◆ Text
+--

The convenience of shopping from your phone could also be a super-convenient way for hackers to get to scam you out of your personal information or your money. Check out these tips to make sure your mobile shopping is safe.

APP OVERLOAD: Only download apps from trusted sources such as the Apple App Store or Google Play. Take any app that promises a paid app for free with a dose of skepticism.

CHECK THE URL: Just like if you were shopping on a desktop computer, you will want to make sure the site you are purchasing from is secure. Check the URL for the https before entering any personal information or credit card numbers.

CAREFUL WHERE YOU CLICK: This time of year, you may be receiving many unsolicited emails, texts and or seeing ads on social media for “GREAT DEALS” on this hot toy or that new 4K TV. Before you click that link provided, know where it is going. Make sure that the URL matches the website the “offer” is coming from.

SET YOUR DEVICE: In the hustle and bustle of the season, it is easy to misplace things – and your phone is no exception. To make sure your personal data stored on your phone remains as safe as possible, be sure to set a strong password as well as set your auto-lock time to be as short as possible.

GET UPDATED: Just like with a PC, you will want to make sure your browser and any shopping apps you intend to use are as current as possible to ensure they have the latest security features.

MOBILE SECURITY APPS: Just like a PC, you will want to make sure you have secured your smart devices. There are several apps on the market that can help you do just that. Apps such as Lookout, Last Pass Authenticator, SaferVPN – can all help keep your personal data safe.


Even with every safeguard in place, nothing is foolproof. If you feel your information may have been compromised, you will want to monitor all credit card and banking activity for any unusual activity – no matter how big or small. Make sure you stay on top of where you are spending money and how much you are spending with each transaction.

Be sure to freeze your cards if you notice any unusual or fraudulent activity and report it immediately.

Now, maybe it’s time you got back to work – it is Monday, remember?

+--

◆ Stored rows
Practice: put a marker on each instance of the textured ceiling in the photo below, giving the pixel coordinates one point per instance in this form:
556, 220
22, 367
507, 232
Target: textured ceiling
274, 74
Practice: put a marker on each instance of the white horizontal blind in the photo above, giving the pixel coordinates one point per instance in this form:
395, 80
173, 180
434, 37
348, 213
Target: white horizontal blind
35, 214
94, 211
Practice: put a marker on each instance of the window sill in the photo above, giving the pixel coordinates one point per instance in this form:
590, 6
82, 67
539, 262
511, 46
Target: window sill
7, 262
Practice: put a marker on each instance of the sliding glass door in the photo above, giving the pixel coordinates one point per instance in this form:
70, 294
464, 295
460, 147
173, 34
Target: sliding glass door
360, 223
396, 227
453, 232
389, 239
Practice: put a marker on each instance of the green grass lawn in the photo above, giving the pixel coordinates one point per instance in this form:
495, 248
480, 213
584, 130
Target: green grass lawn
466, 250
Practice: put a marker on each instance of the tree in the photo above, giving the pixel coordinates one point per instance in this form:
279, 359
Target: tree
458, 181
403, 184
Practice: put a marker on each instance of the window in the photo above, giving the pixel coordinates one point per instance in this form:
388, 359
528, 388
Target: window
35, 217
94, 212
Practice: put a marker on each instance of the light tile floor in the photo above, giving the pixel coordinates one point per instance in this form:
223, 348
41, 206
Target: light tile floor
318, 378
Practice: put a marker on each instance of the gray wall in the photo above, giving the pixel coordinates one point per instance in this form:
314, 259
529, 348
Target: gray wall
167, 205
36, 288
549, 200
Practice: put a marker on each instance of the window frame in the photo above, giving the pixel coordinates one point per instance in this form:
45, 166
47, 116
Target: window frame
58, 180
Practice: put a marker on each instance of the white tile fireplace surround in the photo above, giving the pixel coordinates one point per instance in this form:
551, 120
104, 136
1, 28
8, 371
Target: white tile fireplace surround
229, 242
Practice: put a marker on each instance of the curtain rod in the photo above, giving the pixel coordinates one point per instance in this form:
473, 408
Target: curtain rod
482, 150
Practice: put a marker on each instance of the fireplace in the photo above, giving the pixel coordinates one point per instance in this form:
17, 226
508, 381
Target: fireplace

+--

◆ Required actions
**1)** Print everything from "MOBILE SECURITY APPS: Just" down to "with each transaction." in the mobile shopping tips.
**2)** Answer these from the mobile shopping tips:
(a) Which two sources does the text name as trusted places to download apps?
(b) What should you look for in the URL before entering personal information or credit card numbers?
(c) Which device setting should be kept as short as possible?

◆ Answers to each task
**1)**
MOBILE SECURITY APPS: Just like a PC, you will want to make sure you have secured your smart devices. There are several apps on the market that can help you do just that. Apps such as Lookout, Last Pass Authenticator, SaferVPN – can all help keep your personal data safe.


Even with every safeguard in place, nothing is foolproof. If you feel your information may have been compromised, you will want to monitor all credit card and banking activity for any unusual activity – no matter how big or small. Make sure you stay on top of where you are spending money and how much you are spending with each transaction.

**2)**
(a) The Apple App Store and Google Play.
(b) The https.
(c) The auto-lock time.